[start]
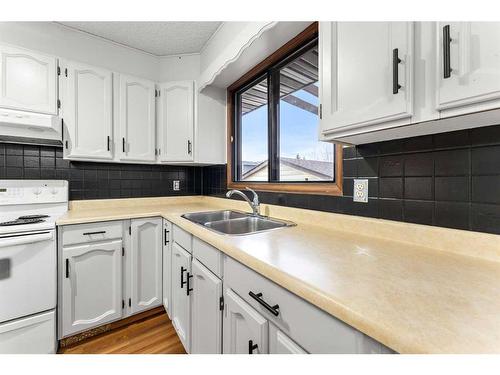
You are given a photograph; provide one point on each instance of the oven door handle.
(22, 239)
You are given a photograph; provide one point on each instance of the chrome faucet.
(254, 204)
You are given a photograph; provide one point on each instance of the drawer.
(183, 238)
(82, 233)
(35, 334)
(310, 327)
(209, 256)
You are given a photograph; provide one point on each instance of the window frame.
(268, 69)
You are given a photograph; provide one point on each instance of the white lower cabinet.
(279, 343)
(206, 314)
(91, 285)
(245, 330)
(167, 267)
(181, 303)
(35, 334)
(146, 264)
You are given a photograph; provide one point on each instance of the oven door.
(27, 273)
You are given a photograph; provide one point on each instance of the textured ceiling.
(157, 38)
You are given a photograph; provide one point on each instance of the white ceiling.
(157, 38)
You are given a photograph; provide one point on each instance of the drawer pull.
(446, 52)
(258, 297)
(182, 277)
(188, 288)
(99, 232)
(166, 236)
(251, 345)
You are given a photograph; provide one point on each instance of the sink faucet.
(254, 204)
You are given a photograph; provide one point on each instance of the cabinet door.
(91, 285)
(137, 119)
(279, 343)
(167, 267)
(245, 330)
(177, 121)
(86, 94)
(28, 80)
(474, 60)
(359, 71)
(146, 264)
(206, 322)
(181, 303)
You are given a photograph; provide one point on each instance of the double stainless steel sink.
(236, 222)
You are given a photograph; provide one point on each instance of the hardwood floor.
(153, 335)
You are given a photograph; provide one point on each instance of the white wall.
(179, 68)
(238, 46)
(55, 39)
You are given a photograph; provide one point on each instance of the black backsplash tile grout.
(88, 180)
(483, 217)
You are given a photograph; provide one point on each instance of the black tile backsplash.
(97, 180)
(449, 180)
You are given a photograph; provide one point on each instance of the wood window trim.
(323, 188)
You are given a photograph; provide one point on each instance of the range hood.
(30, 125)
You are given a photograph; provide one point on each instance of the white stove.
(28, 263)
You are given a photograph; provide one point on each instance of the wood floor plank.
(153, 335)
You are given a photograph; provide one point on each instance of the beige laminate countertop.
(414, 288)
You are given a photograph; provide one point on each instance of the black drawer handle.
(395, 71)
(446, 52)
(251, 346)
(166, 236)
(258, 297)
(188, 288)
(182, 277)
(99, 232)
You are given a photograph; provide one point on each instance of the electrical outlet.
(360, 191)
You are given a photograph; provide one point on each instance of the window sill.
(327, 188)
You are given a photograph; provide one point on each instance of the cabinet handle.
(188, 289)
(182, 277)
(67, 268)
(446, 52)
(395, 71)
(99, 232)
(258, 297)
(251, 346)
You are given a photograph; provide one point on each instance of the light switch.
(360, 191)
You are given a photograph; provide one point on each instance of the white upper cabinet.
(137, 119)
(91, 285)
(468, 66)
(86, 102)
(245, 330)
(176, 121)
(206, 318)
(146, 264)
(28, 80)
(365, 74)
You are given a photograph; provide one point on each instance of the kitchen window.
(273, 125)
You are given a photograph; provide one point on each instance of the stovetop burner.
(22, 221)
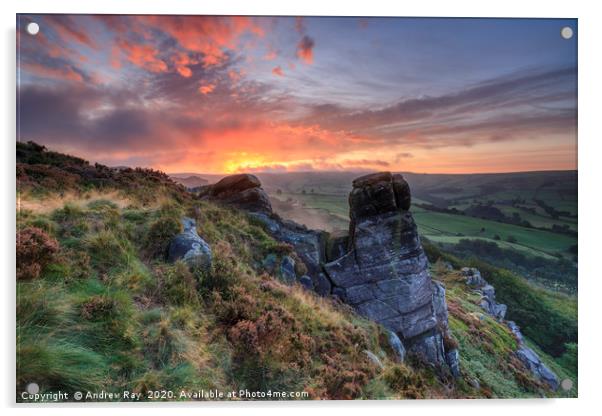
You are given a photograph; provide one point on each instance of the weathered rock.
(306, 282)
(440, 304)
(397, 346)
(190, 247)
(498, 310)
(374, 359)
(322, 285)
(234, 184)
(287, 270)
(452, 358)
(515, 329)
(243, 191)
(384, 275)
(488, 302)
(306, 243)
(269, 262)
(473, 277)
(531, 360)
(474, 383)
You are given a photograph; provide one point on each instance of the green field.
(435, 224)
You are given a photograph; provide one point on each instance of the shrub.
(177, 284)
(159, 235)
(107, 251)
(35, 250)
(98, 308)
(404, 381)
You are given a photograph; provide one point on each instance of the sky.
(229, 94)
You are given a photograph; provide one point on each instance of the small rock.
(306, 282)
(453, 361)
(532, 361)
(190, 247)
(269, 263)
(287, 270)
(375, 360)
(397, 346)
(474, 383)
(515, 329)
(473, 277)
(322, 285)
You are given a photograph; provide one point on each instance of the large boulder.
(384, 275)
(190, 247)
(242, 190)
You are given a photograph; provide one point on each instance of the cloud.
(366, 162)
(68, 30)
(142, 55)
(206, 88)
(403, 155)
(305, 49)
(278, 71)
(208, 35)
(300, 25)
(500, 108)
(65, 73)
(182, 62)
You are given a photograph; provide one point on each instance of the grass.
(138, 323)
(105, 310)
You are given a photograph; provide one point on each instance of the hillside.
(100, 307)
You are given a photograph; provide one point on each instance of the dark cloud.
(523, 102)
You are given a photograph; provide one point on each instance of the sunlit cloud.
(209, 94)
(305, 50)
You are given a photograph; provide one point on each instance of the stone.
(440, 304)
(243, 191)
(515, 329)
(269, 262)
(374, 359)
(306, 282)
(190, 247)
(322, 285)
(452, 358)
(287, 270)
(397, 346)
(532, 361)
(474, 383)
(306, 243)
(473, 277)
(234, 184)
(384, 273)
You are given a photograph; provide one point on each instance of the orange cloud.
(206, 88)
(278, 71)
(305, 50)
(208, 35)
(144, 56)
(182, 62)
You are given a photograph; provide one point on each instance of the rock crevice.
(380, 268)
(526, 355)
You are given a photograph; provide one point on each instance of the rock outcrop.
(380, 268)
(243, 191)
(532, 361)
(384, 274)
(190, 247)
(525, 354)
(488, 302)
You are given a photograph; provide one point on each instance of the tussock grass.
(109, 312)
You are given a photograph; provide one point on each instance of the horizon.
(257, 94)
(372, 171)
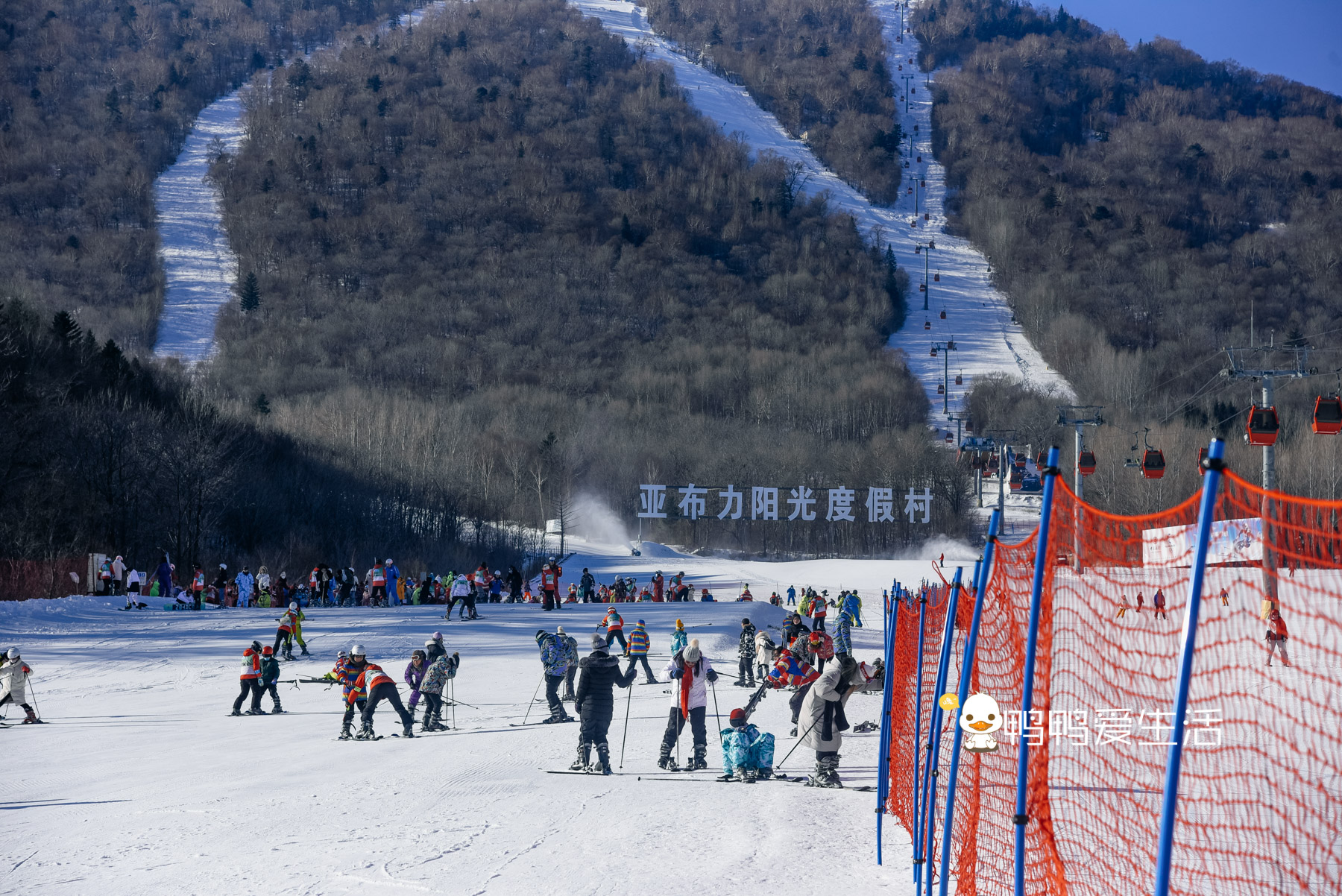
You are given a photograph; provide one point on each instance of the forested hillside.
(818, 67)
(95, 98)
(1138, 204)
(503, 253)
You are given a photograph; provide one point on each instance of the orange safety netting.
(1261, 795)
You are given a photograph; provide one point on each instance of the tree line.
(500, 255)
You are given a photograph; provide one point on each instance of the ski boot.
(584, 761)
(603, 760)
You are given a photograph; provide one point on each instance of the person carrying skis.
(678, 637)
(746, 753)
(441, 671)
(555, 662)
(595, 704)
(637, 649)
(13, 684)
(415, 671)
(570, 647)
(374, 686)
(689, 672)
(825, 713)
(615, 628)
(268, 675)
(745, 655)
(250, 681)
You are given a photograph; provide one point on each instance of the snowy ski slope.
(142, 783)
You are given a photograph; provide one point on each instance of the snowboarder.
(250, 681)
(687, 669)
(615, 628)
(1275, 637)
(595, 704)
(745, 655)
(823, 711)
(13, 683)
(442, 669)
(637, 649)
(746, 753)
(374, 686)
(555, 660)
(268, 674)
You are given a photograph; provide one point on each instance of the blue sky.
(1301, 40)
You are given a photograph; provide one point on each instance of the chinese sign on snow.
(772, 503)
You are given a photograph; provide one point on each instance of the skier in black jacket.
(596, 704)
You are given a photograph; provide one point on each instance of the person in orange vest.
(250, 681)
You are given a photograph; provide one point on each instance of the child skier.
(687, 669)
(13, 683)
(746, 753)
(595, 703)
(637, 651)
(250, 681)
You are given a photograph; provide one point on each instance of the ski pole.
(796, 745)
(533, 699)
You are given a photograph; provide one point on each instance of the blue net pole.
(1027, 698)
(1207, 510)
(948, 637)
(966, 669)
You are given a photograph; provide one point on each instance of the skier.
(1275, 637)
(570, 649)
(555, 660)
(13, 684)
(678, 639)
(268, 674)
(441, 671)
(637, 649)
(374, 686)
(825, 713)
(614, 628)
(746, 754)
(595, 704)
(689, 669)
(250, 681)
(745, 655)
(415, 671)
(246, 582)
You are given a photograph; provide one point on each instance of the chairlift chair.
(1261, 427)
(1328, 416)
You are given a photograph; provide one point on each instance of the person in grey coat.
(823, 714)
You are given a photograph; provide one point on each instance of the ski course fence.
(1259, 792)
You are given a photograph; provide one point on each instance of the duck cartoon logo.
(980, 718)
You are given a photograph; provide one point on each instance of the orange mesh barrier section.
(1261, 795)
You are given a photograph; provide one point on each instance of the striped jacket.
(639, 642)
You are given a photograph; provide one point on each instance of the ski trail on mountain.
(979, 320)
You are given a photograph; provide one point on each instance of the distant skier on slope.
(595, 703)
(689, 671)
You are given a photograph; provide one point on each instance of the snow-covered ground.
(142, 783)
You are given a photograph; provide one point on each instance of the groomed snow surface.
(141, 783)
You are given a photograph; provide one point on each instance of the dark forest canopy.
(819, 67)
(501, 253)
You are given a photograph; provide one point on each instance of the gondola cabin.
(1153, 464)
(1328, 416)
(1261, 427)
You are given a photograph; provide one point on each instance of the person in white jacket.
(13, 683)
(823, 714)
(690, 674)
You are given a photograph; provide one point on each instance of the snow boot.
(584, 760)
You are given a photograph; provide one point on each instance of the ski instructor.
(595, 701)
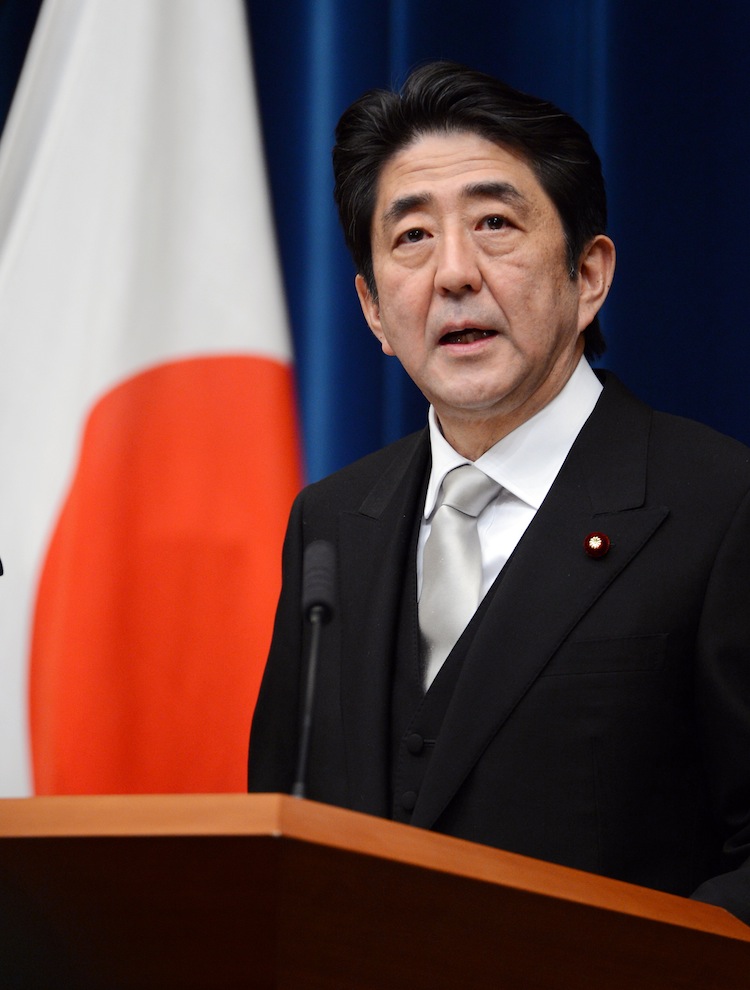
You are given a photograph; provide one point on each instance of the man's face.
(474, 295)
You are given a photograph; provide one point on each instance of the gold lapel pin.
(596, 544)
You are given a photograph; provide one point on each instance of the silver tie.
(452, 564)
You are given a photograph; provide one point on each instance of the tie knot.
(467, 489)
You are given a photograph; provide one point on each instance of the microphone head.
(319, 579)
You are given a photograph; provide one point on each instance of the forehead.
(449, 165)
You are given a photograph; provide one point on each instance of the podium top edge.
(284, 817)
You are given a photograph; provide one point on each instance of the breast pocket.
(608, 656)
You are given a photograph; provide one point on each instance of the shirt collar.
(527, 460)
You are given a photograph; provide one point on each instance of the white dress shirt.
(525, 462)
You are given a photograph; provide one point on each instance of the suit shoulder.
(357, 479)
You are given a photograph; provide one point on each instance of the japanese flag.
(148, 440)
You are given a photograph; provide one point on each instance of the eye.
(494, 222)
(413, 236)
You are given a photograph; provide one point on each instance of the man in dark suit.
(595, 710)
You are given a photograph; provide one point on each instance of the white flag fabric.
(148, 438)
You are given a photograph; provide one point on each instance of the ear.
(596, 270)
(371, 311)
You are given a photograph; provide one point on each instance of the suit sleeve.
(723, 711)
(274, 733)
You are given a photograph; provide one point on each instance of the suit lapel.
(547, 586)
(375, 542)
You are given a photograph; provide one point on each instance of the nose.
(457, 269)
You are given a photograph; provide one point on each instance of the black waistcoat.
(416, 716)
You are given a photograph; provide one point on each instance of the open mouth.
(468, 335)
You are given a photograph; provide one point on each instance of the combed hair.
(444, 97)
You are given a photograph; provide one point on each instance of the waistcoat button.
(415, 743)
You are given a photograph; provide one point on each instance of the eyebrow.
(505, 192)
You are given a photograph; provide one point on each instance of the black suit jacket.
(602, 715)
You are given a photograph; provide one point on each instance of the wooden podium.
(267, 891)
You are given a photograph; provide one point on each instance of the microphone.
(318, 606)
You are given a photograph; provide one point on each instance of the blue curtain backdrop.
(663, 90)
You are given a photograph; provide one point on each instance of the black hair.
(447, 97)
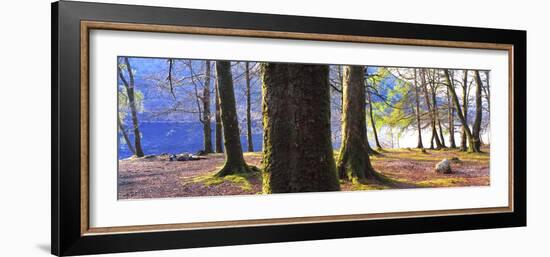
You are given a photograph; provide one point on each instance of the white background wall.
(25, 128)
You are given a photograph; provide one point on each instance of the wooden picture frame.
(71, 24)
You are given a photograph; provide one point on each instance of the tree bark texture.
(354, 161)
(129, 85)
(234, 160)
(207, 130)
(297, 154)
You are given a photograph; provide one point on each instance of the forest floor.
(156, 177)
[end]
» **INSTRUCTION**
Copy out the lines above word for word, starting at the line that contains "the chairlift chair." and ending at the line that contains "(1259, 792)", with both of those lines included.

» **ANSWER BELOW**
You are given a photograph; provide one point on each instance of the chairlift chair.
(1261, 427)
(1328, 416)
You are given a photograph; provide one point on each instance of the person in grey coat.
(823, 714)
You are given a photograph; provide one point on each instance of the ski course fence.
(1259, 792)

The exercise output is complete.